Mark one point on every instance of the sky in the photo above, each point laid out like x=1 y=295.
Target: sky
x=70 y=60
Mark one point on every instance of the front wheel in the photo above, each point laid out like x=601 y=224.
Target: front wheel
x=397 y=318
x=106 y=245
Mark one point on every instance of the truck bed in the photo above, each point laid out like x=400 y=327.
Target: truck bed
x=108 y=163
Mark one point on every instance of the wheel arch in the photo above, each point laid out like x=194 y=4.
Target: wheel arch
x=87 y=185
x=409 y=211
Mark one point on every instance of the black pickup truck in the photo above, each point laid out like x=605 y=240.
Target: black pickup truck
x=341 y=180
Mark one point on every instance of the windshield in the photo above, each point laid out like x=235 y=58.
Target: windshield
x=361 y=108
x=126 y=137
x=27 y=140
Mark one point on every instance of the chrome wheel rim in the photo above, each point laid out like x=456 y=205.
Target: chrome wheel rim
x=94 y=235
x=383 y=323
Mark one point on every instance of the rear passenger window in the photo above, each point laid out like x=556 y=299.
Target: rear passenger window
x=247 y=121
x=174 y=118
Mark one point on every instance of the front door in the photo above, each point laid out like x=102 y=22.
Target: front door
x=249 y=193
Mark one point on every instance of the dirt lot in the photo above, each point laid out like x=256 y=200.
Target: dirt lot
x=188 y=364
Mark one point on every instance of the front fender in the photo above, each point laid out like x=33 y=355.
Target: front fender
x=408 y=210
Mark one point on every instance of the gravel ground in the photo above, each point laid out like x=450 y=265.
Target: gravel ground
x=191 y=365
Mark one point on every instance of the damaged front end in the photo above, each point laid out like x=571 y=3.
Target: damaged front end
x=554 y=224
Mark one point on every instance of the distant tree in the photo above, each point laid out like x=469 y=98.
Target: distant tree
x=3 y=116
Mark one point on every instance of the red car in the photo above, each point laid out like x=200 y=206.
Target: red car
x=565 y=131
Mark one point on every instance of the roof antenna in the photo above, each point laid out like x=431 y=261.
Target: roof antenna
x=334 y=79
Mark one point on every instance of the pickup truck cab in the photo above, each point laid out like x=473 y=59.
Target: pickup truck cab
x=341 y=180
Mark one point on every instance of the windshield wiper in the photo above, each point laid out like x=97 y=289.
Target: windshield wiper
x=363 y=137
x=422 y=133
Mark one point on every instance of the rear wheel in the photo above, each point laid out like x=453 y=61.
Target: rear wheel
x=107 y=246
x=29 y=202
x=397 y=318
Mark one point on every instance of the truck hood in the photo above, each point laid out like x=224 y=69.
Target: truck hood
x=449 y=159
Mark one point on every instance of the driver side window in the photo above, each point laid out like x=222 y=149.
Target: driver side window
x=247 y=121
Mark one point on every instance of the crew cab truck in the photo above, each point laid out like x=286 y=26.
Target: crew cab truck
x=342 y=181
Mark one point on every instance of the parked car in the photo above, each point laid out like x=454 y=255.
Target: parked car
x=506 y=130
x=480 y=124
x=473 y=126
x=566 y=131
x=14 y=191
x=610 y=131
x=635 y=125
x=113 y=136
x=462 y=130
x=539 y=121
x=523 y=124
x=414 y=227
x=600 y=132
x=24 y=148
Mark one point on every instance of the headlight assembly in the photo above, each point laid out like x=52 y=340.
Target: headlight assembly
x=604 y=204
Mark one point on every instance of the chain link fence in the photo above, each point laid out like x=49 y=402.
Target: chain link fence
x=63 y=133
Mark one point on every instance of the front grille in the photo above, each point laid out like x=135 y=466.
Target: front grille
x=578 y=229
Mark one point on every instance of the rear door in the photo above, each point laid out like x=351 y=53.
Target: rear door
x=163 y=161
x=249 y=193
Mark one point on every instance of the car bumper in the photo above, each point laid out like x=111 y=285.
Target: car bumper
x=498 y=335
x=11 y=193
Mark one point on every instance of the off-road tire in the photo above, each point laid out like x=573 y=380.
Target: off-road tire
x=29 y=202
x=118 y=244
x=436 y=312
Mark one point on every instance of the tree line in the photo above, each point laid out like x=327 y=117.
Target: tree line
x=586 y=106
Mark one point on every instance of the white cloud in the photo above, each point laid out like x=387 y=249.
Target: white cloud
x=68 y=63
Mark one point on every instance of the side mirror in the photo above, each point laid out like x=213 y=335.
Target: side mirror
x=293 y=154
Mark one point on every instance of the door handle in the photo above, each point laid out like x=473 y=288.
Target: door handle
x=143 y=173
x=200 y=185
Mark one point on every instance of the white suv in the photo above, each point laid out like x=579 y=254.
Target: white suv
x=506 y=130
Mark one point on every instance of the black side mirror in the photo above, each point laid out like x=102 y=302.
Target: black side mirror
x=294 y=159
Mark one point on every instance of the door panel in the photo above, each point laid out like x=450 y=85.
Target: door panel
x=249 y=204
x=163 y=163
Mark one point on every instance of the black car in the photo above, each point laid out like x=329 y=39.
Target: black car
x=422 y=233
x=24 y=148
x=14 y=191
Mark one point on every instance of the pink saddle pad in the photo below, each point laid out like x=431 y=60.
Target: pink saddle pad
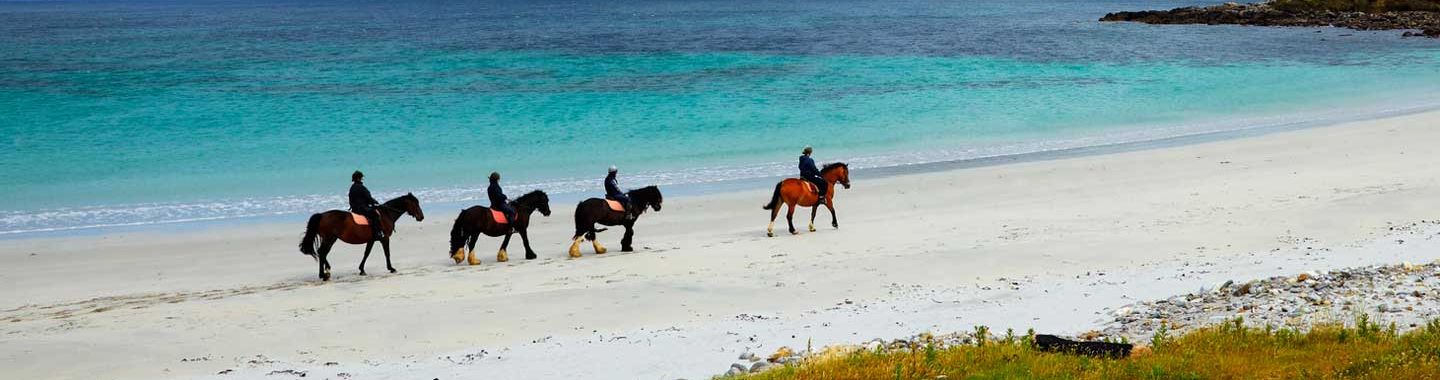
x=498 y=216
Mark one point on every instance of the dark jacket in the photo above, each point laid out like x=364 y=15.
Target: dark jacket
x=496 y=195
x=808 y=167
x=360 y=199
x=612 y=187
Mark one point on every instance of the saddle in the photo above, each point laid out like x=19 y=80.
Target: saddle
x=810 y=186
x=360 y=219
x=498 y=216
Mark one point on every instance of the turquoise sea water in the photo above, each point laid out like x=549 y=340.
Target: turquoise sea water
x=166 y=111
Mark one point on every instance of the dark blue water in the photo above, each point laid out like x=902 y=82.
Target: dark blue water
x=134 y=112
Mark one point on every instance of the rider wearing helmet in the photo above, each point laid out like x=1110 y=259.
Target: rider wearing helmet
x=497 y=197
x=612 y=192
x=811 y=173
x=363 y=203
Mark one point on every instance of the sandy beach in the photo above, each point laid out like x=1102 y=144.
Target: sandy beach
x=1050 y=245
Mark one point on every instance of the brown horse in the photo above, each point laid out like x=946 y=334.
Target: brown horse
x=596 y=210
x=339 y=225
x=478 y=219
x=795 y=192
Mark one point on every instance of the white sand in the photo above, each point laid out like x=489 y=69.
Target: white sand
x=1047 y=245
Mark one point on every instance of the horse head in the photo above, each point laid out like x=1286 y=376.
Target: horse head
x=837 y=173
x=412 y=206
x=534 y=200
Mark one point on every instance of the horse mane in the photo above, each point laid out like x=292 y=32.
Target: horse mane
x=648 y=192
x=530 y=197
x=406 y=196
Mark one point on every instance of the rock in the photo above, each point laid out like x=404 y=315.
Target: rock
x=782 y=353
x=1290 y=13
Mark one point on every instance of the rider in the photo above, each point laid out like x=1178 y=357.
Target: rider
x=363 y=203
x=612 y=192
x=811 y=173
x=498 y=200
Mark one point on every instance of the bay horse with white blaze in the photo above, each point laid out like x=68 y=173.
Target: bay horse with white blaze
x=339 y=225
x=797 y=192
x=478 y=219
x=598 y=210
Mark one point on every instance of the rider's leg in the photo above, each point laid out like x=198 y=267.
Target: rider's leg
x=820 y=189
x=376 y=231
x=625 y=203
x=509 y=212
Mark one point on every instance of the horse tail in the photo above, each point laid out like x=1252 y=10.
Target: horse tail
x=307 y=243
x=775 y=199
x=457 y=233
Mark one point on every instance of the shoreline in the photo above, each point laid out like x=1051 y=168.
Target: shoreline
x=730 y=186
x=1001 y=245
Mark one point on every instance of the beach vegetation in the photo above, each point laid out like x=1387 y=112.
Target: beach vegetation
x=1227 y=350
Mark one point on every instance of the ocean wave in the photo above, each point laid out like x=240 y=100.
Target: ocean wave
x=18 y=222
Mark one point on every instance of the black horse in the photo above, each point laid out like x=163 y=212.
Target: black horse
x=596 y=210
x=478 y=219
x=337 y=225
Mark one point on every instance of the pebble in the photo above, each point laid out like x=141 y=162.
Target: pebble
x=1398 y=294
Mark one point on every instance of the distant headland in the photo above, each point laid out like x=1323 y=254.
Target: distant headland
x=1419 y=17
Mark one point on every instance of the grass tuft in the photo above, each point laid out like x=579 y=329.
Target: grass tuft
x=1229 y=350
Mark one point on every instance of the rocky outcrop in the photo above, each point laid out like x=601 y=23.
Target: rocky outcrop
x=1269 y=15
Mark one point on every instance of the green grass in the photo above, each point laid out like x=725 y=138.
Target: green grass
x=1223 y=351
x=1358 y=5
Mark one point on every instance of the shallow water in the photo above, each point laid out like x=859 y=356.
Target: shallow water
x=162 y=111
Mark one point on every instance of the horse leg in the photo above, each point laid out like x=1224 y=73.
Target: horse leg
x=625 y=242
x=789 y=218
x=385 y=243
x=769 y=231
x=470 y=251
x=501 y=255
x=367 y=246
x=814 y=210
x=834 y=222
x=524 y=238
x=575 y=245
x=599 y=249
x=324 y=258
x=470 y=256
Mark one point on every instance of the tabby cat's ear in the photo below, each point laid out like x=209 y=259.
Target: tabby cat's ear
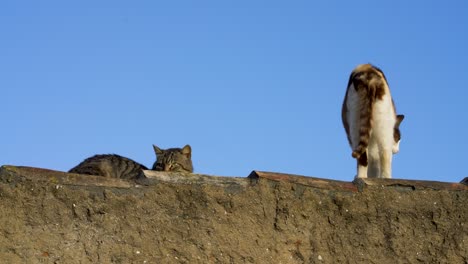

> [Problem to solve] Please put the lines above, from the one containing "Mark one point on every instance of the door handle" through the one containing "x=163 y=163", into a JSON list of strings with one string per line and no blank lines.

> [Reply to the exercise]
[
  "Mark one point on every instance of the door handle in the photo above, each point laid out like x=473 y=288.",
  "Target: door handle",
  "x=143 y=173",
  "x=200 y=185",
  "Mark one point on every instance of the white suv in the photo above, each point laid out like x=579 y=254.",
  "Target: white suv",
  "x=506 y=130",
  "Mark one point on every instance of the black side mirror in the photo above, each point laid out like x=102 y=302.",
  "Target: black side mirror",
  "x=294 y=159",
  "Mark one point on every instance of the door panel in the photo above, each point laid out like x=450 y=85.",
  "Target: door panel",
  "x=249 y=204",
  "x=163 y=163"
]